● Data listing:
-------------------------

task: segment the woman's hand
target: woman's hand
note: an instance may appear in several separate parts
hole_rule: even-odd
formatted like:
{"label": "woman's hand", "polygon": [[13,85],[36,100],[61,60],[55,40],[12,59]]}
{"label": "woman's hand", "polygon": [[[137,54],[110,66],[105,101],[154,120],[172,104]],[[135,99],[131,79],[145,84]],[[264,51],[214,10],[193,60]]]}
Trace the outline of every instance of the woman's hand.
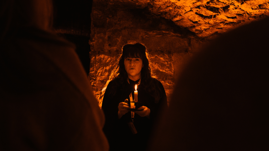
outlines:
{"label": "woman's hand", "polygon": [[145,106],[142,106],[138,109],[139,110],[143,109],[143,110],[142,111],[134,111],[133,112],[141,117],[146,116],[149,119],[149,114],[150,113],[150,109]]}
{"label": "woman's hand", "polygon": [[126,114],[127,112],[130,111],[128,109],[130,109],[131,107],[128,106],[127,101],[128,99],[125,99],[124,102],[120,102],[119,104],[118,108],[119,108],[119,111],[118,112],[118,118],[120,119],[121,117]]}

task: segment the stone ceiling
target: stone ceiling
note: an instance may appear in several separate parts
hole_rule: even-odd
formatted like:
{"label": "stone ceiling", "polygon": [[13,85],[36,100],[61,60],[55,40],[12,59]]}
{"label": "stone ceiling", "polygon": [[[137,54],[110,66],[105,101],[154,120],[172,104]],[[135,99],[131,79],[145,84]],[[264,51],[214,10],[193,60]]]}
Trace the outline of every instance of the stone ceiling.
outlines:
{"label": "stone ceiling", "polygon": [[268,16],[269,0],[111,0],[110,3],[144,9],[204,37]]}

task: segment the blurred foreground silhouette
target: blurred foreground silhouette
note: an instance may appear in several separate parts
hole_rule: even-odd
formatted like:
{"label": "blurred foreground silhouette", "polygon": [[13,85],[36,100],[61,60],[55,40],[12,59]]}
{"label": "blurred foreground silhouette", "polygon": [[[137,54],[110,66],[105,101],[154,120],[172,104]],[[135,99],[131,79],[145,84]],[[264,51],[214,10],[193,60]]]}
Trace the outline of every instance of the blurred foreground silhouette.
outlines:
{"label": "blurred foreground silhouette", "polygon": [[224,34],[194,57],[149,150],[268,150],[269,19]]}
{"label": "blurred foreground silhouette", "polygon": [[49,0],[0,2],[0,150],[108,150],[104,115]]}

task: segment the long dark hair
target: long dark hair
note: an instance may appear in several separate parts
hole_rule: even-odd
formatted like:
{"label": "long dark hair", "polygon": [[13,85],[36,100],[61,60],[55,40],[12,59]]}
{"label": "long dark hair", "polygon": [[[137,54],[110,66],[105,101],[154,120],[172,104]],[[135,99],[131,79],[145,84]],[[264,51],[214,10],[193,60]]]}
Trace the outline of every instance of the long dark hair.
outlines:
{"label": "long dark hair", "polygon": [[154,81],[156,80],[156,76],[151,69],[149,56],[146,46],[141,43],[131,42],[123,45],[122,50],[117,62],[117,64],[111,72],[109,79],[102,92],[104,93],[108,83],[114,81],[114,82],[112,87],[115,87],[111,89],[109,94],[111,96],[115,95],[117,90],[117,88],[123,85],[123,82],[128,78],[124,66],[124,59],[138,57],[142,60],[143,66],[141,70],[141,84],[144,85],[146,92],[153,97],[155,102],[157,103],[161,97],[161,92],[159,85]]}

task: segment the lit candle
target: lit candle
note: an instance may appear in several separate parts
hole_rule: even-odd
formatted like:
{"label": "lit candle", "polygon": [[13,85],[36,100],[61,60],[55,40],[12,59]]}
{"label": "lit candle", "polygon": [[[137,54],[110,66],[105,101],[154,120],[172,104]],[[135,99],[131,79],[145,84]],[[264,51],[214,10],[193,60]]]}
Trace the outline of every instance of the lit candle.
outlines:
{"label": "lit candle", "polygon": [[137,100],[137,95],[138,94],[138,92],[137,90],[136,90],[136,89],[137,88],[137,86],[136,84],[135,84],[135,91],[134,91],[134,102],[138,102],[138,101]]}

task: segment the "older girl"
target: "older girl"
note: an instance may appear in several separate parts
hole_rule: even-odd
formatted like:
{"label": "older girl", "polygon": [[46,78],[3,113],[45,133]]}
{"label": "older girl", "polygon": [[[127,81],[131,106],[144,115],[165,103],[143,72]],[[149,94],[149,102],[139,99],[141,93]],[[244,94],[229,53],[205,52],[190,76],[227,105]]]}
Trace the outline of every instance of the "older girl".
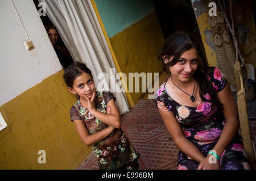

-------------------------

● Task to carry out:
Rewrite every line of the entries above as a single numbered list, dropping the blank lines. Leave the pictures out.

● Finished exercise:
1. task: segment the woman's hand
2. target: woman's hand
3. note: an instance may appear in several separate parts
4. hole_rule: even-odd
5. formatted like:
6. {"label": "woman's hand", "polygon": [[13,85],[36,100],[61,60],[55,40],[12,59]]}
7. {"label": "woman's hand", "polygon": [[[137,54],[110,66],[105,101],[154,120],[172,104]],[[135,99],[131,79],[145,84]],[[264,51],[214,10],[193,60]]]}
8. Trace the outline of every instance of the woman's hand.
9. outlines:
10. {"label": "woman's hand", "polygon": [[145,106],[142,106],[138,109],[139,110],[143,109],[143,110],[142,111],[134,111],[133,112],[141,117],[146,116],[149,119],[149,114],[150,113],[150,109]]}
11. {"label": "woman's hand", "polygon": [[126,114],[127,112],[130,111],[128,109],[130,109],[131,107],[128,106],[127,101],[128,99],[125,99],[124,102],[120,102],[119,104],[118,108],[119,108],[119,111],[118,112],[118,118],[120,119],[121,117]]}
12. task: segment the stone ceiling
13. target: stone ceiling
14. note: an instance may appear in several separate parts
15. hole_rule: even-odd
16. formatted like:
17. {"label": "stone ceiling", "polygon": [[13,85],[36,100],[61,60],[55,40],[12,59]]}
18. {"label": "stone ceiling", "polygon": [[[137,54],[110,66],[105,101],[154,120],[172,104]],[[135,99],[131,79],[145,84]],[[264,51],[214,10],[193,60]]]}
19. Trace the outline of every instance of the stone ceiling.
20. outlines:
21. {"label": "stone ceiling", "polygon": [[268,16],[269,0],[111,0],[110,3],[144,9],[204,37]]}
22. task: segment the blurred foreground silhouette
23. target: blurred foreground silhouette
24. note: an instance may appear in several separate parts
25. hole_rule: even-odd
26. formatted like:
27. {"label": "blurred foreground silhouette", "polygon": [[13,85],[36,100],[61,60],[55,40],[12,59]]}
28. {"label": "blurred foreground silhouette", "polygon": [[[137,54],[110,66],[105,101],[154,120],[172,104]],[[135,99],[131,79],[145,84]],[[264,51],[214,10],[193,60]]]}
29. Trace the outline of every instance of the blurred foreground silhouette.
30. outlines:
31. {"label": "blurred foreground silhouette", "polygon": [[224,34],[194,57],[149,150],[268,150],[269,19]]}
32. {"label": "blurred foreground silhouette", "polygon": [[49,0],[0,2],[0,150],[108,150],[104,115]]}
33. task: segment the long dark hair
34. target: long dark hair
35. note: an instance may appear in several separate parts
36. hole_rule: even-odd
37. formatted like:
38. {"label": "long dark hair", "polygon": [[13,85],[36,100],[61,60],[55,40],[12,59]]}
39. {"label": "long dark hair", "polygon": [[[137,54],[110,66],[105,101],[154,120],[172,104]],[[135,99],[131,79],[145,84]],[[264,51],[214,10],[193,60]]]}
40. Trace the outline of every instance of the long dark hair.
41. outlines:
42. {"label": "long dark hair", "polygon": [[154,81],[156,80],[156,76],[151,69],[149,56],[146,46],[141,43],[131,42],[123,45],[122,50],[117,62],[117,64],[111,72],[109,79],[102,92],[104,93],[108,83],[114,81],[114,82],[112,87],[115,87],[111,89],[109,94],[111,96],[115,95],[117,90],[117,88],[123,85],[123,82],[128,78],[124,66],[124,59],[138,57],[142,60],[143,66],[141,70],[141,84],[144,85],[146,92],[153,97],[155,102],[157,103],[161,97],[161,92],[159,85]]}
43. task: segment the lit candle
44. target: lit candle
45. note: an instance may appear in several separate parts
46. hole_rule: even-odd
47. formatted like:
48. {"label": "lit candle", "polygon": [[13,85],[36,100],[61,60],[55,40],[12,59]]}
49. {"label": "lit candle", "polygon": [[[137,54],[110,66],[105,101],[154,120],[172,104]],[[135,99],[131,79],[145,84]],[[264,51],[214,10],[193,60]]]}
50. Trace the outline of every instance of the lit candle.
51. outlines:
52. {"label": "lit candle", "polygon": [[137,100],[137,95],[138,94],[138,92],[137,90],[136,90],[136,89],[137,88],[137,86],[136,84],[135,84],[135,91],[134,91],[134,102],[138,102],[138,101]]}
53. task: segment the "older girl"
54. target: "older girl"
55. note: an instance may appear in several separate parts
56. hole_rule: even-odd
57. formatted like:
58. {"label": "older girl", "polygon": [[46,78],[3,113],[45,133]]}
59. {"label": "older girl", "polygon": [[[127,81],[131,106],[144,115],[165,103],[143,72]],[[149,94],[149,102],[139,99],[141,93]],[[244,94],[229,53],[205,52],[190,76],[227,105]]]}
60. Trace the outline of every instance of the "older girl".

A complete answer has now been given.